- **WHAT THIS TASK INVOLVES**
In full and without change, repeat the records shown below.

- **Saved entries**
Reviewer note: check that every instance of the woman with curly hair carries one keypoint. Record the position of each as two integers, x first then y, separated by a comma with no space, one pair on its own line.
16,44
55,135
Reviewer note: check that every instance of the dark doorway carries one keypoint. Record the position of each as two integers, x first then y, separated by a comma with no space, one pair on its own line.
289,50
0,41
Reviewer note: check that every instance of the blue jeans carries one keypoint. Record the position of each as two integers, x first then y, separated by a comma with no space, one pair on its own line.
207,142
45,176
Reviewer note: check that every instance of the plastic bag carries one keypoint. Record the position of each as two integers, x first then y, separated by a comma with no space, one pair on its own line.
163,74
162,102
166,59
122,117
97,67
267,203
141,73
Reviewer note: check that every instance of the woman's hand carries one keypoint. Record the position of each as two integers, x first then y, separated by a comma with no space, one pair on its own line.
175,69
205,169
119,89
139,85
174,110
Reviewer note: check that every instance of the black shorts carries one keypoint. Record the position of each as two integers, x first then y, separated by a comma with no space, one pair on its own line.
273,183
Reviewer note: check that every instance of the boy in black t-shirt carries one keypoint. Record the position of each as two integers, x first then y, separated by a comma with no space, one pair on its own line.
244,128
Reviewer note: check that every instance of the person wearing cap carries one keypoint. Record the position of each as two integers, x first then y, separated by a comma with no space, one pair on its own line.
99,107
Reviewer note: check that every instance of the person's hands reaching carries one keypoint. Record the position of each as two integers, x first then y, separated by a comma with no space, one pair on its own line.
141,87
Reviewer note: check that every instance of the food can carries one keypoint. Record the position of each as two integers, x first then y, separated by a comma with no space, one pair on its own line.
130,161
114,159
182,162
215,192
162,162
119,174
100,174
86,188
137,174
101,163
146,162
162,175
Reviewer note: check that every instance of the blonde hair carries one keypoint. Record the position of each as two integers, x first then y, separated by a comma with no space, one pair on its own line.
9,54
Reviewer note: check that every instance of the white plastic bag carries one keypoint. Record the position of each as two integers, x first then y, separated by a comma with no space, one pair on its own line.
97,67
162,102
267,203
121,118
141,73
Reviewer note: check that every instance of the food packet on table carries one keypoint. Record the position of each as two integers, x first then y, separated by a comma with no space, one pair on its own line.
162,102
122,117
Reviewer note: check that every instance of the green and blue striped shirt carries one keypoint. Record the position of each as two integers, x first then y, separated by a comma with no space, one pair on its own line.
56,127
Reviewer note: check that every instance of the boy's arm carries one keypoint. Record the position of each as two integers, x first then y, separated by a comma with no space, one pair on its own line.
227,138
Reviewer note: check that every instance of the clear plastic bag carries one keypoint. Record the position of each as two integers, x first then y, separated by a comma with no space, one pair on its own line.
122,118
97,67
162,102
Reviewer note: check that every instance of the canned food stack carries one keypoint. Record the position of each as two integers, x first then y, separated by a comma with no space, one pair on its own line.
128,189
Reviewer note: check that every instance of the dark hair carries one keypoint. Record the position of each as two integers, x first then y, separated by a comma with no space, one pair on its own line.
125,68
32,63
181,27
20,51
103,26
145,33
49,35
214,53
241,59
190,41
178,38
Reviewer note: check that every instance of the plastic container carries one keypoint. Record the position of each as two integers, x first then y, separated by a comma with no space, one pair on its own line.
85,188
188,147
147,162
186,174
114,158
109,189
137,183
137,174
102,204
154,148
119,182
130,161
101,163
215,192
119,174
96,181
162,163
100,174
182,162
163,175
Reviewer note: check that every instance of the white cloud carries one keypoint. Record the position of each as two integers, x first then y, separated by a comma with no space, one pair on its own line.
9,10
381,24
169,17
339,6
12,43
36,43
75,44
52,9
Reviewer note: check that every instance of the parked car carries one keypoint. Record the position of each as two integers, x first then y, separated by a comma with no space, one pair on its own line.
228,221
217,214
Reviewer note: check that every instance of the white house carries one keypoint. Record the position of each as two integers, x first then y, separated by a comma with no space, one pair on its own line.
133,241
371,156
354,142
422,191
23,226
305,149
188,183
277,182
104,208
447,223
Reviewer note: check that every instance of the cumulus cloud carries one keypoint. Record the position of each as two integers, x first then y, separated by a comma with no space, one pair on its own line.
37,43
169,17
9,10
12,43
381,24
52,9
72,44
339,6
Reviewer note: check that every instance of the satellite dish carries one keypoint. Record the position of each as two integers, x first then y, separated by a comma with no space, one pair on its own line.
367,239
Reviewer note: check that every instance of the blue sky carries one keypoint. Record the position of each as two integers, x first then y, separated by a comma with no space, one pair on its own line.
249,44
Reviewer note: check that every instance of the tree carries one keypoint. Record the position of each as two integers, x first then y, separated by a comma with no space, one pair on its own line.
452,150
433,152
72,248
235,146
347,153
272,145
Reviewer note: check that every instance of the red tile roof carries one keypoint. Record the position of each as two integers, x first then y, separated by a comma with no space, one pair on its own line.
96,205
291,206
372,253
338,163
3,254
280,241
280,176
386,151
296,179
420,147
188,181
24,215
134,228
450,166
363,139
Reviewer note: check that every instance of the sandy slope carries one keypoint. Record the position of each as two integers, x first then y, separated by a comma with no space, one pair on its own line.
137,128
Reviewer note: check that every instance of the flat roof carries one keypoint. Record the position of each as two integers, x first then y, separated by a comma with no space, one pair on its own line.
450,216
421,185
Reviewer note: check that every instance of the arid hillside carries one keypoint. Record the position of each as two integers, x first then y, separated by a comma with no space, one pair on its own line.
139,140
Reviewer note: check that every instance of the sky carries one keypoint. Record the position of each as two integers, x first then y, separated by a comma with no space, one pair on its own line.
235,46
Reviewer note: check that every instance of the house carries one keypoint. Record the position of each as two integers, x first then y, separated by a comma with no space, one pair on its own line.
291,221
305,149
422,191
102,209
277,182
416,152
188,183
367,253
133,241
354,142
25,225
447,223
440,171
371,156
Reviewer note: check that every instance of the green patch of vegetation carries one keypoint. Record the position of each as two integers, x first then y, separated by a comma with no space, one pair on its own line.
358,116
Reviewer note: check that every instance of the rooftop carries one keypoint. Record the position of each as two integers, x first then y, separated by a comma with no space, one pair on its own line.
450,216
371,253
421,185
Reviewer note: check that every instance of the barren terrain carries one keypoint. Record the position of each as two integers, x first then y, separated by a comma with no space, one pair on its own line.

- **PROBLEM SOLUTION**
Reviewer note: check that every instance of the woman with curly hair carries one keypoint. Record the position of each as two integers, x first then y, separated by a comma with no space, one pair on its own line.
16,44
55,135
Reviewer note: check that every instance of the dark doorway carries one keypoint. Record the position of each as two integers, x first then y, separated by a comma with no space, one pair on its own line.
289,50
0,41
Reviewer note: check that every instance of the blue jeans carries one keypoint. Record the position of each as two integers, x first then y, separated by a comma with no space, one pair on its own line.
207,142
45,176
Reviewer note: check that every instance of the plastic bag carries one keypoint. Record the position of each as two integers, x first then y, separated by a comma with no space, one pair on its own line.
163,74
162,102
166,59
122,117
97,67
267,203
141,73
Reviewer note: check that every instance of the woman's hand carries one keypoint. Record the position of each as two integers, x first then y, separated by a comma with no space, one pair on its own line.
175,69
205,169
119,89
139,85
174,110
Reviewer note: check that every instance of the black shorts carries one keypoint. Record the position of each as two integers, x first then y, separated by a comma with no space, one pair on its own line.
273,183
Reviewer note: check that every instance of the boy in black t-shirt carries one keypoint. Record the position of each as two integers, x first then y, separated by a comma with no space, one pair on its own line.
244,128
Reviewer note: check that every instance of the person wearing cap carries one keypoint. Record the position of each as two integers, x first then y, separated by a comma with no space, one pair on its own line.
99,107
Reviewer note: check that every instance of the person's hands reaching carries one keypoint. Record the position of each as two integers, x first then y, separated by a comma with no space, one pair on its own line.
141,87
Reviewer note: check that every instance of the food can carries one keypoint. Record the position of each as two integers, x first then y, separated by a comma with no space, one pair on its own line.
130,161
114,159
182,162
215,192
162,162
119,174
100,174
86,188
137,174
101,163
146,162
162,175
Reviewer note: check that every instance of the blonde hair carries one keypoint. Record the position of each as two integers, x first then y, separated by a comma with no space, one pair on its own line.
9,54
Reviewer note: check that every instance of the white plastic bag carries one keypoint. Record the position of each as two integers, x first then y, separated by a comma with no space, one pair on its own line.
97,67
162,102
267,203
121,118
141,73
Reviewer note: check that every instance of the food packet on table carries one keypoint. Record the position of each as two integers, x first then y, separated by a comma with no space, one pair on its own line.
162,102
122,117
Reviewer note: check that every instance of the green and blue striped shirt carries one keypoint. Record the position of each as two integers, x first then y, separated by a comma with no space, one pair on its own line.
56,127
Reviewer note: check that every instance of the boy's arm carries one keypoint. Record the position of each as two integers, x first then y, separated by a comma with no space, one pair on its own line.
227,138
Reviewer note: check that every instance of the clear plastic bag carries one keypoint. Record the position of each as two integers, x first then y, separated by a comma with no space, one pair on its own line.
122,118
97,67
162,102
Reviewer note: check that every instance of the canned food stack carries one keypoint. Record the position of each as two integers, x first then y, separated by a comma with no space, one pair on its own line.
128,189
Reviewer note: check that every instance of the dark hair carries one keypoint. Record the position of each as two integers, x first then y, separated by a comma with no space, one pair on its own line.
125,68
32,63
181,27
20,51
103,26
145,33
49,35
214,53
241,59
190,41
178,38
Reviewer note: check that every instance of the plastic container carries one keypoint. Record the position of each as two integers, x first then y, separated by a comma with no space, one pair on its own line.
85,188
188,147
147,162
186,174
114,158
109,189
137,183
137,174
102,204
154,148
119,182
130,161
101,163
215,192
119,174
96,181
162,163
100,174
182,162
163,175
Reviewer note: check that every instance of the white cloud carries one keypoint. Record the position of each as two integers, x first then y, separated by a comma with no space, one pair on its own line.
9,10
381,24
169,17
339,6
12,43
36,43
75,44
52,9
Reviewer note: check that every instance of the parked car carries one keypoint. Record the position of each as two integers, x first then y, separated by a comma with no space, one pair on its own line.
228,221
217,214
Reviewer note: check that every instance of the white house carries one keypoint. Record the position of each as two integers, x first then y, separated by a comma with no space, one pair on its own line.
133,241
371,156
354,142
422,191
23,226
305,149
188,183
277,182
104,208
447,223
Reviewer note: check that every instance of the cumulus cloud carries one keypoint. Record the position of each as two integers, x first then y, separated by a comma with no space, one pair on its own line.
37,43
169,17
9,10
12,43
381,24
52,9
72,44
339,6
Reviewer note: check that every instance of the satellite dish carries one keypoint. Record the position of each as two integers, x first then y, separated by a comma with no space, one pair on its own line.
367,239
Reviewer note: check that every instance of the blue sky carries one keypoint. Record the position of each as two integers, x first then y, separated by a comma with no space, one pair on its own line.
249,44
Reviewer note: check that every instance of the tree carries one keypoint. Record the position of each as two integers, x first then y, separated by a comma with no space, one pair on its own line.
452,150
433,152
72,248
235,146
347,153
272,145
Reviewer note: check that every instance of the red tile roof carries one keypoint. Record the position of each as two integers, x first then y, separated by a comma with no space, one pair on its own line.
96,205
291,206
372,253
338,163
3,254
280,241
280,176
386,151
296,179
420,147
188,181
24,215
134,228
450,166
363,139
Reviewer note: check that every instance of the sandy slope carries one keypoint. Record the position of each as two integers, x first then y, separated by a comma with no space, one pair on its own line.
137,128
Reviewer note: check that every instance of the flat roof carries one keypoint. Record the position of each as two integers, x first then y, separated by a comma with no space, one pair on its own line.
450,216
421,185
Reviewer note: check that every instance of the arid hillside carries one keypoint. Record the position of each as two integers, x first then y, separated by a comma with no space, one pair on its own line.
139,140
Reviewer note: check that every instance of the sky carries one keypoint. Record the position of each as two integers, x first then y, separated by a comma with no space, one pair on its own line.
235,46
Reviewer note: check that every instance of the house carries one keypoint. Record the position of each as two integers, x first then y, separated by a comma with no space, one pair on its own line.
291,221
305,149
422,191
102,209
277,182
416,152
188,183
367,253
133,241
354,142
25,225
447,223
440,171
371,156
Reviewer note: check that every instance of the green patch of vegetation carries one keypoint. Record the position of each as two integers, x first then y, separated by a comma with no space, one pair on its own line.
358,116
Reviewer note: check that every instance of the rooftop carries one keypoint. Record the position of each as two integers, x first then y, separated by a comma with no space, one pair on its own line.
450,216
371,253
421,185
Reviewer note: check that every instance of the barren terrain carries one keypoint. Record the position of each as two integers, x first then y, separated by a comma with no space, one pair on its own line.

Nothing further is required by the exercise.